::: ВЫБРАННЫЙ ТЕКСТ

Поскольку Пегги не хотела ехать в Нью-Йорк, атлантский филиал издательства всячески старался заставить ее принимать как можно более активное участие в рекламных мероприятиях, и после настойчивых увещеваний со стороны Маргарет Бох Пегги, наконец, приняла приглашение выступить на ужине в Атлантском библиотечном клубе перед аудиторией в пятьдесят человек.

Несколько недель назад она выступала на завтраке в писательском клубе Мейкона, и, несмотря на присутствие более двухсот человек, это напомнило ей «беседу с друзьями».

Здесь же было все иначе, и, как рассказывала Пегги Лэтему, она провела «мучительные дни», просматривая свою библиографию, намереваясь поведать «библиотечным леди о том, как скучна работа писателя».

::::::
::: ИСХОДНЫЕ ДАННЫЕ

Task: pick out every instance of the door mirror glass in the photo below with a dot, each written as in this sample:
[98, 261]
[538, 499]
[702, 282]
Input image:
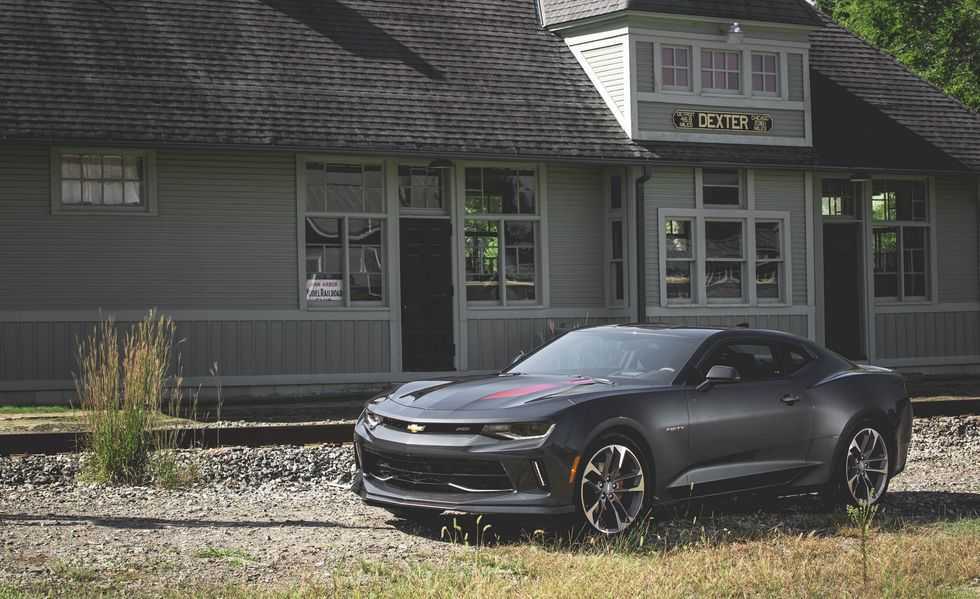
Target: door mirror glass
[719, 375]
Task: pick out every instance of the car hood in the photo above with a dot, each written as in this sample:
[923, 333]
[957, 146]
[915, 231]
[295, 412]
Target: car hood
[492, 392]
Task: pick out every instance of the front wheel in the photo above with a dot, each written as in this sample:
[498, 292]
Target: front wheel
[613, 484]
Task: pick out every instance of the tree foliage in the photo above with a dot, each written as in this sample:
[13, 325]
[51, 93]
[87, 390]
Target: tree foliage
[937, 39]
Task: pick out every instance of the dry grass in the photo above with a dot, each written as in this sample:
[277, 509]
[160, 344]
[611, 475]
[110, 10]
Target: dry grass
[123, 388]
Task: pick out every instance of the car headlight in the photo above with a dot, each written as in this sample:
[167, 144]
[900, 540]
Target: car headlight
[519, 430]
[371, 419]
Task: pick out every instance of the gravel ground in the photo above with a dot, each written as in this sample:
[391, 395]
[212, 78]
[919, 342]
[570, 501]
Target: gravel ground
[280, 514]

::::::
::: ИСХОДНЫЕ ДАННЫЕ

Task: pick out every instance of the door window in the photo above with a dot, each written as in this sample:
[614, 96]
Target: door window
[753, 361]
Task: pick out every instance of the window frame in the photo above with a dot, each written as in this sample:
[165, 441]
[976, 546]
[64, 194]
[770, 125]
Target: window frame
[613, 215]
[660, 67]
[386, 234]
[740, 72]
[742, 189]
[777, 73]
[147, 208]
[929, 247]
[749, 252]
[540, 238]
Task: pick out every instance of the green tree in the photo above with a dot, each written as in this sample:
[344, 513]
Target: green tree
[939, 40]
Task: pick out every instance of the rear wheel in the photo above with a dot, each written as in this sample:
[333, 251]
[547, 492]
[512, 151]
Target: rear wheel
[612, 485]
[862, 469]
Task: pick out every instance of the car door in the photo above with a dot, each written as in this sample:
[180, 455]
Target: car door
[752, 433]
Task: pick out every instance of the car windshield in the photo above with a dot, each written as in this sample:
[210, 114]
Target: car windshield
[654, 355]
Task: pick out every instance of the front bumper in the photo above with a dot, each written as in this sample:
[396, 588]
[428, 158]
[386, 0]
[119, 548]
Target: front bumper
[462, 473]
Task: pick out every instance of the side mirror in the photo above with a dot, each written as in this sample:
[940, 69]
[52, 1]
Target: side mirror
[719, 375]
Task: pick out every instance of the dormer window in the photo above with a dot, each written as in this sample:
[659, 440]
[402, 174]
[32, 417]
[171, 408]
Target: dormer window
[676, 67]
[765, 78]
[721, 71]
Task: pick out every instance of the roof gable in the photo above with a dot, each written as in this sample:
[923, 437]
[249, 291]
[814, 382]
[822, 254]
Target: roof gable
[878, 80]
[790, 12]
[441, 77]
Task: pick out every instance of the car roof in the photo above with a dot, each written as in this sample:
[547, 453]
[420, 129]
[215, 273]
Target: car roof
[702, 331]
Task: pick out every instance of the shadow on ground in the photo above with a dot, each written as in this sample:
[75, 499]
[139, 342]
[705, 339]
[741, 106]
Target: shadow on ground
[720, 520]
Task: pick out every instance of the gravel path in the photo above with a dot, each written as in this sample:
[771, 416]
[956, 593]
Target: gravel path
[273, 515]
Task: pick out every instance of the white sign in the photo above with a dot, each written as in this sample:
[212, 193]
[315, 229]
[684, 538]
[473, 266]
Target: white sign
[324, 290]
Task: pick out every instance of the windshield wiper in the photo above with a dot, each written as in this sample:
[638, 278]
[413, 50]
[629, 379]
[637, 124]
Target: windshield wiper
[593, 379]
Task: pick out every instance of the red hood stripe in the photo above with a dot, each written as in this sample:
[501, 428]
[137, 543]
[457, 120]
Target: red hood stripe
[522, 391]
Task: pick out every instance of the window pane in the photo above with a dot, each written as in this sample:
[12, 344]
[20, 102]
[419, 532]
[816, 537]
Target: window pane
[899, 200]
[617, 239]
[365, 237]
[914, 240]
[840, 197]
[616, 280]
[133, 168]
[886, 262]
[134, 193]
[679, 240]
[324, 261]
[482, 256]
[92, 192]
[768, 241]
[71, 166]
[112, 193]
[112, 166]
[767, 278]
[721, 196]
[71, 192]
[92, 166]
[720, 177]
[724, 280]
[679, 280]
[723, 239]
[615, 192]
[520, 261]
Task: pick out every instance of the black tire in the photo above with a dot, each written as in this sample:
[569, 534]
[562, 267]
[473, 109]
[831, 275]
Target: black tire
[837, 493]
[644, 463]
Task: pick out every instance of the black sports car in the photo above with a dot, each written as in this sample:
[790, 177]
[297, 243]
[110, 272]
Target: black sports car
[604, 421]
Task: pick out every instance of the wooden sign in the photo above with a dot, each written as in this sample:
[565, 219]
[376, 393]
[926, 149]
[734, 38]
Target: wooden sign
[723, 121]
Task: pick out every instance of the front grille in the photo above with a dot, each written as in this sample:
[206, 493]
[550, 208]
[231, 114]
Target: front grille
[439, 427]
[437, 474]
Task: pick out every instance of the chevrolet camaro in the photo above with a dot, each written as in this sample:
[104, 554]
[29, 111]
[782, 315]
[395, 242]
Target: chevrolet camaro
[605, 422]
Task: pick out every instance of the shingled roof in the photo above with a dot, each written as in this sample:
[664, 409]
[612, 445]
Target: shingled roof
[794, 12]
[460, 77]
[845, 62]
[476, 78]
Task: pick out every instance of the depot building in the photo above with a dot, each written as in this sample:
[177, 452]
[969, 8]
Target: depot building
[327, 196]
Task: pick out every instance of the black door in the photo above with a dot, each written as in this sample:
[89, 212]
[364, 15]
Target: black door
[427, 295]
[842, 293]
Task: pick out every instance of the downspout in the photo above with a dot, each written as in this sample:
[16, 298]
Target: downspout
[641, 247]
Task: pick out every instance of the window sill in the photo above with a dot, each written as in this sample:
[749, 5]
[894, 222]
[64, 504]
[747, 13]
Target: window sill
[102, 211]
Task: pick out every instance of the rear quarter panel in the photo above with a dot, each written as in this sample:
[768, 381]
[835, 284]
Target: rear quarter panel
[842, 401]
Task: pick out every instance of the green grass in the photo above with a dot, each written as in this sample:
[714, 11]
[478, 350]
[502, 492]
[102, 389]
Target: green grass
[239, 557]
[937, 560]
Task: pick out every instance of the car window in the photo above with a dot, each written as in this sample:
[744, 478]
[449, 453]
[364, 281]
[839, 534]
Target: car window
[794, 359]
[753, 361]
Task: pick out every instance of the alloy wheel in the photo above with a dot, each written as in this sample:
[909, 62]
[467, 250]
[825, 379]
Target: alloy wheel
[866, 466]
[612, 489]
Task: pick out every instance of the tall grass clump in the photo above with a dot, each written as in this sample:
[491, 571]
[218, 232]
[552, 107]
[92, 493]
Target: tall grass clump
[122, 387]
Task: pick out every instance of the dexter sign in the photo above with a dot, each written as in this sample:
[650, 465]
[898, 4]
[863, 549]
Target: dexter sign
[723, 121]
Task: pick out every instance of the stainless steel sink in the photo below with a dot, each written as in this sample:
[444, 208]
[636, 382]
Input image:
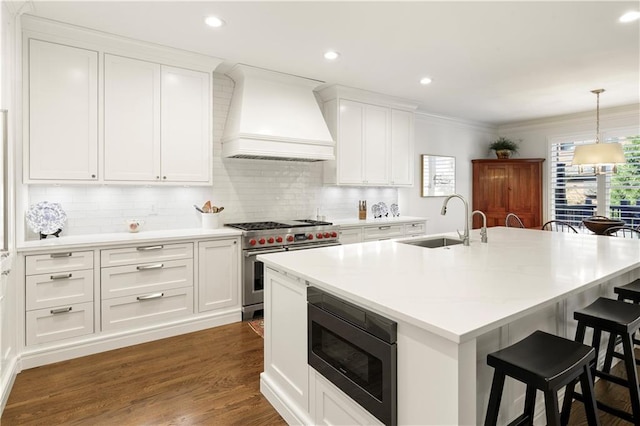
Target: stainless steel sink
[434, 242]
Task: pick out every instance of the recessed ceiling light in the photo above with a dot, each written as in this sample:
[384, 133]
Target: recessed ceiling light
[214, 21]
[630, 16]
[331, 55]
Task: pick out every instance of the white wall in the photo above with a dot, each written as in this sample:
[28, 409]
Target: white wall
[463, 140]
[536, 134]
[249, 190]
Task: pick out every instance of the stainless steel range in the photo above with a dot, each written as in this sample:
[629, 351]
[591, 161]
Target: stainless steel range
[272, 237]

::::::

» **ЗАДАНИЯ**
[1] Сколько человек, согласно тексту о выступлениях Пегги, было в аудитории на ужине в Атлантском библиотечном клубе?
[2] Продолжите текст о выступлениях Пегги, начав сразу после его последнего предложения.

» **ОЖИДАЕМЫЕ ОТВЕТЫ**
[1] Пятьдесят человек.

[2]
И вот в день обеда Альма Джемисон, руководитель справочно-библиографического отдела библиотеки Карнеги, представила ее аудитории как «автора, чью книгу часто сравнивают с такими романами, как «Ярмарка тщеславия», «Война и мир» и «Джентльмены предпочитают блондинок». Это настолько вывело Пегги из себя, писала она Лэтему 1 сентября 1936 года, что она растерялась и забыла даже названия справочной литературы, о которой намеревалась рассказать, а когда пришла в себя, то осознала, что рассказывает присутствующим дамам какие-то «нескромные истории». А взглянув на мисс Джесси Хопкинс, ведущего библиотекаря, Пегги поняла, что встречи в библиотеках ей больше не грозят. Да она и сама больше не захочет выступать перед кем-либо.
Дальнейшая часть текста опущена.